## [GIVEN INSTRUCTION]
Answer these questions from the passage on the Erzgebirgsbahn:
1. Of which company is the Erzgebirgsbahn a subsidiary?
2. Over how many railway lines does the company maintain and operate services?
3. At which town does the route that begins in Zwickau end?

## [SOURCE TEXT]
________________
The Erzgebirgsbahn (sometimes abbreviated as EGB) is a German railway company and a RegioNetz subsidiary of Deutsche Bahn. It operates in the Ore Mountains (German: Erzgebirge) region of southern Saxony, near the towns of Chemnitz and Zwickau.

The company is responsible for maintaining and operating services over five railway lines:

 Chemnitz – Flöha – Erdmannsdorf-Augustusburg – Hennersdorf – Wolkenstein – Annaberg-Buchholz – Cranzahl – Bärenstein – Vejprty.
Annaberg-Buchholz–Flöha railway
german section of Vejprty–Annaberg-Buchholz railway 
 Chemnitz – Flöha – Falkenau – Pockau-Lengefeld – Olbernhau/Marienberg.
active section of Reitzenhain–Flöha railway 
Pockau-Lengefeld–Neuhausen railway
 Chemnitz – Thalheim – Zwönitz – Aue. 
longest active section of Chemnitz–Adorf railway
 Zwickau – Aue – Schwarzenberg – Johanngeorgenstadt.
________________
## [DATA SUPPLIED]
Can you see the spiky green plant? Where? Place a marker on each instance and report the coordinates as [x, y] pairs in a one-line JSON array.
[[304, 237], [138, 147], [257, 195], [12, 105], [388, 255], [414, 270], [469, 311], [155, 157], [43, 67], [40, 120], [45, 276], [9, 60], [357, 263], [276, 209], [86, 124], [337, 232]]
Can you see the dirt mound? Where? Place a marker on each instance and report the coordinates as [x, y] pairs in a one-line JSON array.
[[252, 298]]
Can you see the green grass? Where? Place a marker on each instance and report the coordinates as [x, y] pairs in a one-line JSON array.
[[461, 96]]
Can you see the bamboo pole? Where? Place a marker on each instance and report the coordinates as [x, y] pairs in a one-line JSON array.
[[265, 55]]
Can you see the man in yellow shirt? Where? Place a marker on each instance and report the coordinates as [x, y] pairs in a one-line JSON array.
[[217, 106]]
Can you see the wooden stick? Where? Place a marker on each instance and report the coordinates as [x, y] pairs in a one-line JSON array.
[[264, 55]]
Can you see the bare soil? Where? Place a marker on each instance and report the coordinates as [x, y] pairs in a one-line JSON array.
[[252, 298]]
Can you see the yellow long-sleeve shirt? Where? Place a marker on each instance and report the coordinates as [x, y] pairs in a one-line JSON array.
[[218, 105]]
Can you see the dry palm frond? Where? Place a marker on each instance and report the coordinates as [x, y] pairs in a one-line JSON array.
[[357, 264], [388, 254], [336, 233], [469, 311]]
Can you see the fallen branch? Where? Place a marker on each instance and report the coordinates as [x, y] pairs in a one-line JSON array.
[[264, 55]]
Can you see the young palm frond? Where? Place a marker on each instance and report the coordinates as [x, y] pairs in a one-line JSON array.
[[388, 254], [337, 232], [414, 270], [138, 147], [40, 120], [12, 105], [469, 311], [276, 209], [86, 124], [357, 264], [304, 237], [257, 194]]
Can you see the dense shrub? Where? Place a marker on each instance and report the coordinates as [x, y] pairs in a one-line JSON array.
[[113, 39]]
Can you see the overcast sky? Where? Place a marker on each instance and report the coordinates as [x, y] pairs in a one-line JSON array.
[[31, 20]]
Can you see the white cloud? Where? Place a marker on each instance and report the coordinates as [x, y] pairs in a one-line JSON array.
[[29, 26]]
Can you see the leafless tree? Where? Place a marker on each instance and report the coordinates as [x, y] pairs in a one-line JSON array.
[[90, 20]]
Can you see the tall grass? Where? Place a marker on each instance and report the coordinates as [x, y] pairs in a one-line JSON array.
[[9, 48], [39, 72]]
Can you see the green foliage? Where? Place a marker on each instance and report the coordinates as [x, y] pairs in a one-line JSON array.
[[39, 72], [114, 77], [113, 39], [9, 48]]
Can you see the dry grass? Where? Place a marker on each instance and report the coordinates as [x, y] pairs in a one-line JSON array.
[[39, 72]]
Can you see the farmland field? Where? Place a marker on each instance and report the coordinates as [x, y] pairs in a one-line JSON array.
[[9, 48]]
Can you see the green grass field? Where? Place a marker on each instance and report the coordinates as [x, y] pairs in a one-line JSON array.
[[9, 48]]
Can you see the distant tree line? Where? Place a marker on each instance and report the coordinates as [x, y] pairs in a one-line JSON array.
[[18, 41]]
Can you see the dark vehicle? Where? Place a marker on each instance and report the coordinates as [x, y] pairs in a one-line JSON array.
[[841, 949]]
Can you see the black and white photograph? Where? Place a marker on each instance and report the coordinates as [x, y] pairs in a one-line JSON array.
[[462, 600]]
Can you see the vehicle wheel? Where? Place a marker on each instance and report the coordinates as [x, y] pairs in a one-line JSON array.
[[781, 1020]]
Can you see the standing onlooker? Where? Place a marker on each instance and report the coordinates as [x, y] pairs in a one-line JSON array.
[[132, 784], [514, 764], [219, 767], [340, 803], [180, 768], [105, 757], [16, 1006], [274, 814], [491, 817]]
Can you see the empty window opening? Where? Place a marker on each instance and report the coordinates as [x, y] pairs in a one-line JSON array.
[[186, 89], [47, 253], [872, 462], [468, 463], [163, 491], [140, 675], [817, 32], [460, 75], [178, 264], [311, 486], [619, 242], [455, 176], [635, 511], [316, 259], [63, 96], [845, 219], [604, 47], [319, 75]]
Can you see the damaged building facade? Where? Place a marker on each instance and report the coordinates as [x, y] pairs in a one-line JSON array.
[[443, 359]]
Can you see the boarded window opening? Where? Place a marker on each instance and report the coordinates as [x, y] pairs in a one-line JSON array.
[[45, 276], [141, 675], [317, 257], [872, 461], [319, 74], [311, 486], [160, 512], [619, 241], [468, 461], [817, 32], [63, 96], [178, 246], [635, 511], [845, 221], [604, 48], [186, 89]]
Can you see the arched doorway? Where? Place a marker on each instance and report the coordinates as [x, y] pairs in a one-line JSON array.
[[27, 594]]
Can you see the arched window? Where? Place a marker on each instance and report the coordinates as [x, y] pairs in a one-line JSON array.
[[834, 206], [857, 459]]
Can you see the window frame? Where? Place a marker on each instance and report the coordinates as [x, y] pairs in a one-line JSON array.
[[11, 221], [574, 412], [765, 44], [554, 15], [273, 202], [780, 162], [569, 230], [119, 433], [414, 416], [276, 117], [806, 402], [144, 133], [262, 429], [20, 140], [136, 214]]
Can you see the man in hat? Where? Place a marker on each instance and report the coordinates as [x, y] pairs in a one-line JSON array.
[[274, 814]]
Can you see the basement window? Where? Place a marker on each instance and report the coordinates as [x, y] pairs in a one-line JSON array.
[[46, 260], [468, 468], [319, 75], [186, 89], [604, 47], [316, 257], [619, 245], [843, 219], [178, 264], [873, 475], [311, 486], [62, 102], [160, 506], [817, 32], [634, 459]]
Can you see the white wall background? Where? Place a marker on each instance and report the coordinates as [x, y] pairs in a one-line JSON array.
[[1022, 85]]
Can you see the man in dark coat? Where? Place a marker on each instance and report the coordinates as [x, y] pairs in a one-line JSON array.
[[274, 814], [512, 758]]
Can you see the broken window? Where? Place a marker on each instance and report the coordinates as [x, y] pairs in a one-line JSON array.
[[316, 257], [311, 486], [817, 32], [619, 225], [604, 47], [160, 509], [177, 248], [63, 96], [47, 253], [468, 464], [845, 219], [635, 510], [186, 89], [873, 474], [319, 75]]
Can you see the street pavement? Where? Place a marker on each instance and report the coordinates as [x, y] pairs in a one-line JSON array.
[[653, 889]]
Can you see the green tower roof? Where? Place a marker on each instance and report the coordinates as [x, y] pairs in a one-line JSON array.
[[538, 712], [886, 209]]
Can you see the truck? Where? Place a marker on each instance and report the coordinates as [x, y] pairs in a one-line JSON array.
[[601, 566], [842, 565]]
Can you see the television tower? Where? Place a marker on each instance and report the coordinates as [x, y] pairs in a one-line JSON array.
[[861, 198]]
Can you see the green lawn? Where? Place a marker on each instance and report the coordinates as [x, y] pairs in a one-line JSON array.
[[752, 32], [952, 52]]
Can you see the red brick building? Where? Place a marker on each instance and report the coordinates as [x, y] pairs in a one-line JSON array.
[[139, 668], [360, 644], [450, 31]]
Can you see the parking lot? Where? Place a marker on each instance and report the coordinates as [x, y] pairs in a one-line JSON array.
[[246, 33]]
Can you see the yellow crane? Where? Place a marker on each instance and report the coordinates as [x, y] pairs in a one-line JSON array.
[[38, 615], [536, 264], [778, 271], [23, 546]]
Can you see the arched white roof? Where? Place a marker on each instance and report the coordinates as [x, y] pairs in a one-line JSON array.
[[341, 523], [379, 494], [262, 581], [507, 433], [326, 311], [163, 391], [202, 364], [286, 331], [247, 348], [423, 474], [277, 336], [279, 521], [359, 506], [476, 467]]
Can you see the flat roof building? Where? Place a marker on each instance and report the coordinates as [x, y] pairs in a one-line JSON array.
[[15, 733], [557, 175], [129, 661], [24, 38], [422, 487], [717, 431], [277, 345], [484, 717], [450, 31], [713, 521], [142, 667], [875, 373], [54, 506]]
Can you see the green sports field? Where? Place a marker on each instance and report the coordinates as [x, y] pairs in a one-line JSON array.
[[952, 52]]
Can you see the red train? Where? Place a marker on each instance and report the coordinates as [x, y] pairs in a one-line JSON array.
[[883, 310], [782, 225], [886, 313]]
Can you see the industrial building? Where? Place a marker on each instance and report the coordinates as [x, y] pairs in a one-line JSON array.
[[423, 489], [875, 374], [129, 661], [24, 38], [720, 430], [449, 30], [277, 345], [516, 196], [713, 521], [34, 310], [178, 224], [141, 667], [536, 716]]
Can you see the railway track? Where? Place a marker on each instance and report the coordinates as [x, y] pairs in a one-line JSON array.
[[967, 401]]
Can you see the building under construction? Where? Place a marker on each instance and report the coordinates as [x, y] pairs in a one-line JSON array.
________________
## [RESPONSE]
1. Deutsche Bahn
2. Five
3. Johanngeorgenstadt